Современный человек живет в стерильной обстановке (общество стало гигантским профилакторием), утратил способность сопротивляться вирусам. Стали исчезать люди, способные переживать чувство ответственности за происходящее. Рынок стимулирует кипучую деятельность, ускоряет обращение товаров и денег, но при этом утрачивает связь с тем, ради чего все это, собственно, должно происходить. Он стимулирует движение ради движения. Рыночная экономика порождает мобильного индивида, который осваивает весь мир в поисках выгодных сделок. Он приводит в движение товары, деньги и идеи. Но сегодня это похоже на то, как мотор начинает работать вразнос: выключено зажигание и прервана связь с трансмиссией, однако топливо сгорает в результате перегрева стенок цилиндров. Так и рынок начинает работать сам на себя и буквально все оценивать скоростью циркуляции. Он уже не регулируется даже законом стоимости, и сегодня мало кто понимает причины скачков индекса Доу‑Джонса, потому что никто не знает, сколько стоит доллар «на самом деле». Товары продаются по принципу «дороже, чем дорого», а деньги, утратившие связь с материальным обеспечением, становятся чисто спекулятивным знаком, символическим капиталом.

━━━━━━━━━━━━━━━━━━━━━━━━━━━━━━

Условие задания 1:
Перечислите всё, что рынок или рыночная экономика, согласно фрагменту о рынке, стимулирует, ускоряет или порождает.
Условие задания 2:
Ответьте кратко на вопросы по фрагменту о рынке.
(а) Чем, по словам автора, стало общество?
(б) Какие люди, согласно фрагменту, стали исчезать?
(в) По какому принципу продаются товары?
Условие задания 3:
Продолжите фрагмент о рынке, начиная сразу после его последнего предложения.

━━━━━━━━━━━━━━━━━━━━━━━━━━━━━━

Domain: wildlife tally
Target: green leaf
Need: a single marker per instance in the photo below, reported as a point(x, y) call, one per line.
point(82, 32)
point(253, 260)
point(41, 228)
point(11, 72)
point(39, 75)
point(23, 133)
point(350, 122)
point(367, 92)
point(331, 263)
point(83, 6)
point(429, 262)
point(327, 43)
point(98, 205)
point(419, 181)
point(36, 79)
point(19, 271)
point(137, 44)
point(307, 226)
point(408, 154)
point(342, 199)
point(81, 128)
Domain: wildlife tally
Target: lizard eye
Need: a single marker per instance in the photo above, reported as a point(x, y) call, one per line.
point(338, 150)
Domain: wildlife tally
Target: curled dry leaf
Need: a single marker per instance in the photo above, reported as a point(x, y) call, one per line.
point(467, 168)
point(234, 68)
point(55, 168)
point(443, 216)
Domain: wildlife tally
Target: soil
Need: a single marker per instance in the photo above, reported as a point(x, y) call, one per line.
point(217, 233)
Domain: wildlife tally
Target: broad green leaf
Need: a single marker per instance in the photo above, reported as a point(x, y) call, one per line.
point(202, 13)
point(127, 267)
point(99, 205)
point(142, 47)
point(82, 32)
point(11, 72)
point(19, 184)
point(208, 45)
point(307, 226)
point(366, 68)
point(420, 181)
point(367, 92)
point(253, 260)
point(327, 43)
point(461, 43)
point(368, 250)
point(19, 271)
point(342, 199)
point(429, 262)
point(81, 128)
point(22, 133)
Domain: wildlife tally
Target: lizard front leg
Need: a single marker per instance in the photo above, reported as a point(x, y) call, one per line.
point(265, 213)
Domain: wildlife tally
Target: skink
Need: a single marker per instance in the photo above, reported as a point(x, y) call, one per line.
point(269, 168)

━━━━━━━━━━━━━━━━━━━━━━━━━━━━━━

Ответ к заданию 1:
кипучая деятельность; обращение товаров и денег; движение ради движения; мобильный индивид

Ответ к заданию 2:
(а) Гигантским профилакторием.
(б) Люди, способные переживать чувство ответственности за происходящее.
(в) По принципу «дороже, чем дорого».

Ответ к заданию 3:
Ж. Бодрийар одним из первых указал на то, сколь странным образом функционирует современная экономика. Кризис 1987 г. на Уоллстрит, наконец, события 1997 и 1998 гг. на биржах Азии, России и Южной Америки – все это финансовые кризисы, которые порождаются не какими‑то деструктивными процессами в реальной экономике. Этим они резко отличаются от кризиса 1929 г., который был вызван просчетами в промышленном производстве. Если раньше деньги обесценивались вслед за снижением материального богатства, то теперь, наоборот, товары обесцениваются вследствие финансовых махинаций. Это означает, что сегодня деньги функционирует как знаки, которые уже не обеспечиваются реальной стоимостью и не регулируются трудом и богатством. Сколько «на самом деле» стоит доллар, не знает никто. Идея золотого или иного натурального обеспечения денег сегодня кажется чересчур архаичной. Однако отрыв от закона стоимости приводит к тому, что экономика превращается в чистую спекуляцию, в производство и циркуляцию символической продукции.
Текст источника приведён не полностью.